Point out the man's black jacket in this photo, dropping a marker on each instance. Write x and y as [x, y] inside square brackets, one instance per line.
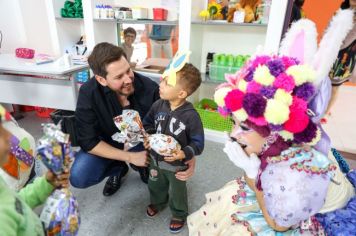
[98, 105]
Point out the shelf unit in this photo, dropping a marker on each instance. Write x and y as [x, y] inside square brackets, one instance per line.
[65, 32]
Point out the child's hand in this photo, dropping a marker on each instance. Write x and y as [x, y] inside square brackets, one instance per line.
[146, 143]
[176, 156]
[58, 181]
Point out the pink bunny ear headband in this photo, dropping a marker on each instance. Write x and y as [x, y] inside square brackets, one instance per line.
[275, 91]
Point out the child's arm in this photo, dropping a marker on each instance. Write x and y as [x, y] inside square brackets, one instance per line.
[196, 145]
[196, 133]
[148, 121]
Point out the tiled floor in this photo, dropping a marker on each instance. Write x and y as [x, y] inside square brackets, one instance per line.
[124, 212]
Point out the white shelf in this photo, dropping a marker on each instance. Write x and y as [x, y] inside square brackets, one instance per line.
[219, 23]
[69, 19]
[147, 22]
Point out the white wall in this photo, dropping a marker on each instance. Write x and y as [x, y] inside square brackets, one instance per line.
[35, 20]
[24, 23]
[11, 25]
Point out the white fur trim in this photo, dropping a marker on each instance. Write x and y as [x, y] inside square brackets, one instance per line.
[310, 43]
[331, 42]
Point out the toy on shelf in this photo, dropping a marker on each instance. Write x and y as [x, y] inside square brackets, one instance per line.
[72, 9]
[223, 64]
[244, 7]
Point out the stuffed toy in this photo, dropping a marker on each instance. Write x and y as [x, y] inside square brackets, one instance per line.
[248, 6]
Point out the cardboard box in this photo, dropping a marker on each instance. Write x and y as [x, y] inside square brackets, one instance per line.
[153, 65]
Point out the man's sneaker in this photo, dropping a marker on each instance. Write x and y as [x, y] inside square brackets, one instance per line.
[114, 182]
[143, 174]
[143, 171]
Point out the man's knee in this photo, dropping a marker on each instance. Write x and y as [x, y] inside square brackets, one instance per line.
[77, 180]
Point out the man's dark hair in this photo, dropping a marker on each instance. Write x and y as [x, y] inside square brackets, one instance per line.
[345, 4]
[130, 30]
[102, 55]
[190, 78]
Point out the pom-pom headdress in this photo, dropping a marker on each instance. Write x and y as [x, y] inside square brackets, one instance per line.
[277, 91]
[274, 93]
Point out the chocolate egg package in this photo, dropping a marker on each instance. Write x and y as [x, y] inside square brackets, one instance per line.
[60, 213]
[164, 145]
[130, 126]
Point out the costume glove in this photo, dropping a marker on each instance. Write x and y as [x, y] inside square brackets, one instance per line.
[250, 164]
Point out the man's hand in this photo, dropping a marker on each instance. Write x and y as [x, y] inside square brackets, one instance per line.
[146, 143]
[58, 181]
[138, 158]
[185, 175]
[176, 156]
[250, 164]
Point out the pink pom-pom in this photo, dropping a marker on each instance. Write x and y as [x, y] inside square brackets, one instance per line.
[253, 87]
[259, 121]
[223, 111]
[233, 100]
[298, 104]
[297, 122]
[285, 82]
[298, 118]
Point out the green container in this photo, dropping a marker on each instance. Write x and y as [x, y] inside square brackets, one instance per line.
[212, 119]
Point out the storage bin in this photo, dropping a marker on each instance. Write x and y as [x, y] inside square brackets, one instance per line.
[26, 108]
[43, 112]
[160, 14]
[67, 119]
[210, 118]
[217, 72]
[82, 76]
[139, 13]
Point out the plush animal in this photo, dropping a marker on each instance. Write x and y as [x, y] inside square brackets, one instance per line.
[248, 6]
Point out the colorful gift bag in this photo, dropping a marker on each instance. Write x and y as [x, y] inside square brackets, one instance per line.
[16, 171]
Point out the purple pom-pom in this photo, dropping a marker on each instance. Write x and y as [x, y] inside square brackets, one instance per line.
[249, 76]
[307, 135]
[276, 67]
[254, 104]
[289, 61]
[224, 111]
[305, 91]
[268, 91]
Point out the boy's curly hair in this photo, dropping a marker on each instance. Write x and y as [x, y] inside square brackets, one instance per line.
[189, 78]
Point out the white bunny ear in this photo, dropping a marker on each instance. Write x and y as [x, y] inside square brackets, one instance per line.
[331, 42]
[300, 41]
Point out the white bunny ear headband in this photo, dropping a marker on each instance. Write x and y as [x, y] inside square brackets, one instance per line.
[278, 91]
[301, 42]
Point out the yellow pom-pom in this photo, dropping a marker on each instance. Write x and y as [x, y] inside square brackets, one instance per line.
[263, 76]
[316, 139]
[283, 96]
[220, 95]
[240, 114]
[301, 74]
[242, 85]
[286, 135]
[276, 112]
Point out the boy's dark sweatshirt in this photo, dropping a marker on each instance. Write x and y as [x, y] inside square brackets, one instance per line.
[183, 124]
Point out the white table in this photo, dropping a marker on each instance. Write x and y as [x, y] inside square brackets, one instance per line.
[47, 85]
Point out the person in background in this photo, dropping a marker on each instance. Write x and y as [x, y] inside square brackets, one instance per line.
[113, 88]
[129, 39]
[16, 215]
[173, 115]
[297, 11]
[343, 69]
[160, 38]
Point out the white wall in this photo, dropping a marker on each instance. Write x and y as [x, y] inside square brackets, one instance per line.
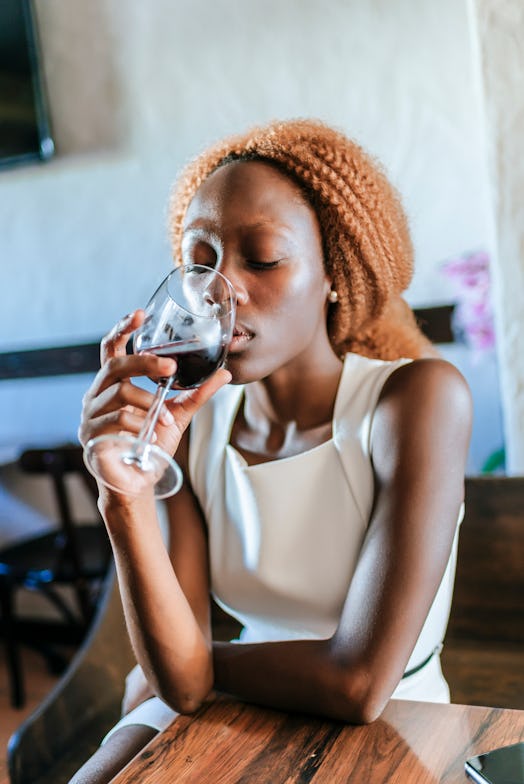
[137, 88]
[499, 25]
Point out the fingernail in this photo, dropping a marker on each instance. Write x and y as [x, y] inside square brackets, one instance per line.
[167, 417]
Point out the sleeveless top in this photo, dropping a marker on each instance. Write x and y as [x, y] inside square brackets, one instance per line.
[285, 535]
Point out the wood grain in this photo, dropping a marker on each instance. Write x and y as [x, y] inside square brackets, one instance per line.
[228, 742]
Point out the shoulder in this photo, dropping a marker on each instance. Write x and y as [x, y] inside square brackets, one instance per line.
[424, 383]
[423, 404]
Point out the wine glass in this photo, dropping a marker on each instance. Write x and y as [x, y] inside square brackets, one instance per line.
[189, 318]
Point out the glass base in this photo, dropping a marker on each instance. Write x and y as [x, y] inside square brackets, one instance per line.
[128, 466]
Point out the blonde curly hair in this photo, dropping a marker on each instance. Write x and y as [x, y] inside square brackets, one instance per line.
[368, 254]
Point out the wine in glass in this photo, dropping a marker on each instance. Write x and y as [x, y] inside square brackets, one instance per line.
[189, 318]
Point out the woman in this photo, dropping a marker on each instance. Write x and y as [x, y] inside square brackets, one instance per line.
[323, 485]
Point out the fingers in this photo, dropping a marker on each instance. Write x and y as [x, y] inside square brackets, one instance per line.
[116, 408]
[185, 405]
[114, 343]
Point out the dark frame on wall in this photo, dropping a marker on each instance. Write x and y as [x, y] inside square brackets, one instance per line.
[25, 133]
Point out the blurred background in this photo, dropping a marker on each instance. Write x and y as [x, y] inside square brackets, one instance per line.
[134, 90]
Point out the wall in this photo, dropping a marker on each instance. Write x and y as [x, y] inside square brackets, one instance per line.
[137, 89]
[499, 29]
[133, 94]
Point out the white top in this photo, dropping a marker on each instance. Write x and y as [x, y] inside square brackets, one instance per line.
[285, 535]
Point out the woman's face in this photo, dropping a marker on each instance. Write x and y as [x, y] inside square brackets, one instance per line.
[252, 223]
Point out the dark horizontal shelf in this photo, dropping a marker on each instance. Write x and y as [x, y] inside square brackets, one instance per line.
[56, 361]
[435, 322]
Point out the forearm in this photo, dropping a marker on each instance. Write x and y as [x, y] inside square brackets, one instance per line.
[167, 640]
[301, 675]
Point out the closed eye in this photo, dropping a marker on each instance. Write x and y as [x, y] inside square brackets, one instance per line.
[263, 265]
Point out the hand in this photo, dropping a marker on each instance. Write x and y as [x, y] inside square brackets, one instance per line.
[114, 404]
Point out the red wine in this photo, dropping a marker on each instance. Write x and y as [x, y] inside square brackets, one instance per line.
[195, 362]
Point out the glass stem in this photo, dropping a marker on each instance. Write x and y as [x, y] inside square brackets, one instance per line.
[148, 428]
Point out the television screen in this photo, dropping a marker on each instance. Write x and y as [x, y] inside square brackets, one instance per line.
[24, 126]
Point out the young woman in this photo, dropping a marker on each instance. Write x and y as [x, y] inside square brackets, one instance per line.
[323, 484]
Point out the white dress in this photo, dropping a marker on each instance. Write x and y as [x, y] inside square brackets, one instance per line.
[285, 535]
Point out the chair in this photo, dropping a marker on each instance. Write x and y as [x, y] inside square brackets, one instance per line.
[74, 554]
[67, 727]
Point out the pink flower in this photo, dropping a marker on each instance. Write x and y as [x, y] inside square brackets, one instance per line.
[473, 315]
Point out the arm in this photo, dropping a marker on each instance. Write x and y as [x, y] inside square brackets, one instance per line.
[420, 436]
[166, 616]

:::

** Exercise description **
Give back the line containing "Point out the young" and all the lines after it through the end of the records, unchanged.

** Result for this exercise **
Point out the young woman in this photo, dropping a marker on each instance. Write x and y as [x, y] inside square brackets, one instance per line.
[323, 484]
Point out the white dress in this photo, dropping a marker on each instance. Write x and y as [x, y] inside square brackets, one instance per line.
[285, 535]
Point out the chair in this photo, dropping a marker on each instance. Write x and y as [x, y] inside square brackets, one instance per line.
[74, 554]
[67, 727]
Point out the pink flower in this photo, dropping a marker on each instance. Write x and y as [x, y] inside square brackets, one instance per line.
[473, 315]
Point out the arm in this photo, dropping a marker on each instance. Write x and y as [x, y] inside square brackets, one instance per line.
[420, 436]
[166, 616]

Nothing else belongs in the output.